▶ [Text to read]

The question came out of railing against security by compliance or security by securing “everything” and such topics. The problem there is probably twofold:

1) Corporate networks are slowly built, and only “recently” has compliance been a driver. Sadly, most networks are probably way too flat. This means if compliance mandate A wants server 23 and all its peers secured to a certain level, then everything in that network has to be as well. Segregation for security purposes is well behind the curve, which compliance exposes by way of the economics of sastifying its needs. Scope, scope, scope…and big scope costs big money by way of resources and time.

2) Business-to-business (B2B) relationships are most easily answered by simple questions such as, “Are you in compliance with A?” That’s far better than a vague and silly 23-page security questionnaire filled in by someone the security and IT teams don’t even know. The businesses are pressured for these easy answers from the top down and sideways. Or each organization trying to explain their security approach. Think of it this way. If someone asks you if you have use perimeter firewalls, and you don’t, you’re going to have to spend a good amount of time talking about border router ACLs and various other technologies (and maybe even defend their value over and over) rather than spending 2 seconds to answer, “Yes.”

▶ [Given request a] Extract each line of the listing below that contains the string "post".

[Region annotation entries]
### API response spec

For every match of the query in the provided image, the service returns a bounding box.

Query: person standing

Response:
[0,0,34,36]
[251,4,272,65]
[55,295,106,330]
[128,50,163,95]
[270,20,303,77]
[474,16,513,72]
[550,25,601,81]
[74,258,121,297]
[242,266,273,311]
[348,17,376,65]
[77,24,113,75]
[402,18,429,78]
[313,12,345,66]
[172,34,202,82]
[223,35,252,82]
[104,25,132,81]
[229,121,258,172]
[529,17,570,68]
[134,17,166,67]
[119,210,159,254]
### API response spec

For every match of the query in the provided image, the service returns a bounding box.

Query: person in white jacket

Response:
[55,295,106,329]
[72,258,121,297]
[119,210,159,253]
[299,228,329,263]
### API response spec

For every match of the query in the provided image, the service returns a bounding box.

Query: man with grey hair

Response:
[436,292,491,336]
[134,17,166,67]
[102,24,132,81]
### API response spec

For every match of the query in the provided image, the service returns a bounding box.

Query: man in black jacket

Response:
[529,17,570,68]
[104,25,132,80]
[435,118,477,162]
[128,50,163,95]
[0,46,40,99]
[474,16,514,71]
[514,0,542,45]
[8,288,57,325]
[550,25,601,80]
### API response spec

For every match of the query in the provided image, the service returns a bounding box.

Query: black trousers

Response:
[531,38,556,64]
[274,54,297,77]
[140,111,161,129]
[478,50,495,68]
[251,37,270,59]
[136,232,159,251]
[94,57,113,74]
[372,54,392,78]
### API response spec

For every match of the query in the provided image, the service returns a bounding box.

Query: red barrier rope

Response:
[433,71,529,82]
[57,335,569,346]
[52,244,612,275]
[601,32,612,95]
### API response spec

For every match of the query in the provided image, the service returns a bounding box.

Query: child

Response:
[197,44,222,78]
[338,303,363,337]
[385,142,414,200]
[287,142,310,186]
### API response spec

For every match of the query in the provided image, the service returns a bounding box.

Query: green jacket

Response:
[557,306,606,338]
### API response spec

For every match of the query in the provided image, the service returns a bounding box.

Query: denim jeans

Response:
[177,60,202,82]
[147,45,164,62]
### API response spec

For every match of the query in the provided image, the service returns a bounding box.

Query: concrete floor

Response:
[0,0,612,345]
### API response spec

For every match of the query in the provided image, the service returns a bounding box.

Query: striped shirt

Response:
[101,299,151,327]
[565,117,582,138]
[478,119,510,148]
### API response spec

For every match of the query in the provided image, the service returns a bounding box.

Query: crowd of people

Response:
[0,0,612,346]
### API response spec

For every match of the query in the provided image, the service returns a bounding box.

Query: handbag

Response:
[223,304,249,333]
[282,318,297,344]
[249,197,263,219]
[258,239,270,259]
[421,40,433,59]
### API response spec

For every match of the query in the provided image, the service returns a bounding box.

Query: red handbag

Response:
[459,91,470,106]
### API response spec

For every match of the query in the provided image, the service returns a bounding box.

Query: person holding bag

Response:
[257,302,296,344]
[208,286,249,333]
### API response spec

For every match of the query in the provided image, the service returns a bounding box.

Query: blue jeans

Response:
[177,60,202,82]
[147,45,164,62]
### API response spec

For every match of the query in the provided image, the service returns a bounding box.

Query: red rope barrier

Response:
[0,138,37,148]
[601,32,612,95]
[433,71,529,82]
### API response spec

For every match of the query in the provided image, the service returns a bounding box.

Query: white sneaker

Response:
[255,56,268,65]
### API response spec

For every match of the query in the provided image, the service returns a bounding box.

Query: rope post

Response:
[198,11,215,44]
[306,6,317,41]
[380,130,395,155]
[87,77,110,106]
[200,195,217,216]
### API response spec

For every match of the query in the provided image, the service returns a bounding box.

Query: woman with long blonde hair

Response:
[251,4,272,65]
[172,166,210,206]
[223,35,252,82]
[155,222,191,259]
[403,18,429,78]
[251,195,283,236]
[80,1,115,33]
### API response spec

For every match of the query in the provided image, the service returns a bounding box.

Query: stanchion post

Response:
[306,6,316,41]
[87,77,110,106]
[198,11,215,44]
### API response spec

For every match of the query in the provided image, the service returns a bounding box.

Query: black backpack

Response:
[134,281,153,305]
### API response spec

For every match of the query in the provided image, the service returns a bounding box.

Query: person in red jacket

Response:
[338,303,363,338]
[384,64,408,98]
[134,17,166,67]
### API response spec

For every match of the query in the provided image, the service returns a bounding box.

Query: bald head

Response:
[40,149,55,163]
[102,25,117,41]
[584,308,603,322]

▶ [Given request b] In the passage on security compliance above, quote everything from "1) Corporate networks" down to "resources and time.".

▶ [Written answer a]
Query: rope post
Query: stanchion post

▶ [Written answer b]
1) Corporate networks are slowly built, and only “recently” has compliance been a driver. Sadly, most networks are probably way too flat. This means if compliance mandate A wants server 23 and all its peers secured to a certain level, then everything in that network has to be as well. Segregation for security purposes is well behind the curve, which compliance exposes by way of the economics of sastifying its needs. Scope, scope, scope…and big scope costs big money by way of resources and time.